Reproduce only this part of the listing: the line with "[point] white plastic", plus every line after it through the last.
### ENTRIES
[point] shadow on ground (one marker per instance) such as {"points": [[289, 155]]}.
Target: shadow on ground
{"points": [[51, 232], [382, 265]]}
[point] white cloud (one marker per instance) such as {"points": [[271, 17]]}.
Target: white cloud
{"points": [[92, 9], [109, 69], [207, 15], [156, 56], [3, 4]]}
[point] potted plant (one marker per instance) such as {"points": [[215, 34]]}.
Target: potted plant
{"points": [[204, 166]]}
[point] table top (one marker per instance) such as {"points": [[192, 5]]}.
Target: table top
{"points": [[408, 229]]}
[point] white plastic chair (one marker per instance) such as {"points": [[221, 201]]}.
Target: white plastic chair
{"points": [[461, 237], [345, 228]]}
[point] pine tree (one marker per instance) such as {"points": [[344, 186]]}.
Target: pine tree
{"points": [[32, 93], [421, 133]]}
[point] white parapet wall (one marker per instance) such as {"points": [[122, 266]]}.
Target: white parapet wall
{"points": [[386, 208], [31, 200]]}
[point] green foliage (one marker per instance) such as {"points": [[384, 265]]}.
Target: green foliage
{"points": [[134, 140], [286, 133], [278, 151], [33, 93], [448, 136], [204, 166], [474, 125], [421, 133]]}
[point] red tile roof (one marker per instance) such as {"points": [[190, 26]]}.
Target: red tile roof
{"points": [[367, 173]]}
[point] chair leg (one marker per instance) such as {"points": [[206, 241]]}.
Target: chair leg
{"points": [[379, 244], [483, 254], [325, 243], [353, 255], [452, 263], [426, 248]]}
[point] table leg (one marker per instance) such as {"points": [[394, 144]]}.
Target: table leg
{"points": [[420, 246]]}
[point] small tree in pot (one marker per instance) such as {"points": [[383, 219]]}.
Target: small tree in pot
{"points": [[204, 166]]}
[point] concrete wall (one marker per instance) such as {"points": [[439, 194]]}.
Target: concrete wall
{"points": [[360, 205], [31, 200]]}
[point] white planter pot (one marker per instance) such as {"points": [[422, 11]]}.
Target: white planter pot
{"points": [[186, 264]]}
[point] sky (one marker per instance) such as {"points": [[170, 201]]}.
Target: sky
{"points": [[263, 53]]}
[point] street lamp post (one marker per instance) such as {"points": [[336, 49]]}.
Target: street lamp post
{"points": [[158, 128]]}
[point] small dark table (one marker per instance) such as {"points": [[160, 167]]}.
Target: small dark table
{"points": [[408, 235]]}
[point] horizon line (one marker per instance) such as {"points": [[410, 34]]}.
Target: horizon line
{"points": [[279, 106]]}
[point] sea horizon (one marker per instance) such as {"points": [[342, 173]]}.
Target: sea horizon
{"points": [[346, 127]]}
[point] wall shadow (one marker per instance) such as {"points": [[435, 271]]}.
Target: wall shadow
######
== THE RESPONSE ==
[point] white plastic chair (one marker per instance) such as {"points": [[221, 201]]}.
Target: white plastic chair
{"points": [[461, 237], [345, 228]]}
[point] pine tree (one marker per instance) such as {"points": [[344, 186]]}.
Target: pine tree
{"points": [[32, 93], [421, 133]]}
[point] white parapet wall (one marker per instance) such as {"points": [[122, 266]]}.
Target: white parapet wall
{"points": [[386, 208], [31, 200]]}
[point] green foliage (one marker per instance) such as {"points": [[384, 265]]}.
Target: green foliage
{"points": [[134, 140], [286, 133], [278, 151], [33, 93], [448, 136], [204, 166], [474, 125], [421, 133]]}
[point] red tile roof (one marker per instance) such as {"points": [[190, 26]]}.
Target: red tile roof
{"points": [[367, 173]]}
[point] chair leg (one marker per instance) such as {"points": [[206, 241]]}.
Target: chair leg
{"points": [[379, 244], [483, 254], [325, 243], [353, 255], [452, 263], [426, 248]]}
[point] table leg (one marker per instance) such as {"points": [[394, 144]]}.
Target: table leg
{"points": [[420, 246]]}
[point] small tree in pot (one marker per instance) such as {"points": [[383, 219]]}.
Target: small tree in pot
{"points": [[204, 166]]}
[point] concrete wall (one marker per instance) such as {"points": [[439, 194]]}.
Target: concrete wall
{"points": [[360, 205], [31, 200]]}
[point] white planter pot (one marker per instance) such as {"points": [[422, 11]]}.
Target: white planter pot
{"points": [[186, 264]]}
[point] sky (one marker per instance) such as {"points": [[170, 201]]}.
Target: sky
{"points": [[263, 53]]}
[point] street lamp post (one marker per instance) such as {"points": [[336, 49]]}.
Target: street lamp post
{"points": [[158, 128]]}
[point] small dark table (one marker per instance) such as {"points": [[160, 167]]}.
Target: small dark table
{"points": [[408, 235]]}
[point] horizon line (one marker per instance) such as {"points": [[410, 34]]}.
Target: horizon line
{"points": [[279, 106]]}
[point] sea horizon (one marker per instance) such as {"points": [[342, 173]]}.
Target: sea horizon
{"points": [[346, 127]]}
[point] wall shadow (one marker per instance) such as {"points": [[435, 271]]}.
Target: wall shadow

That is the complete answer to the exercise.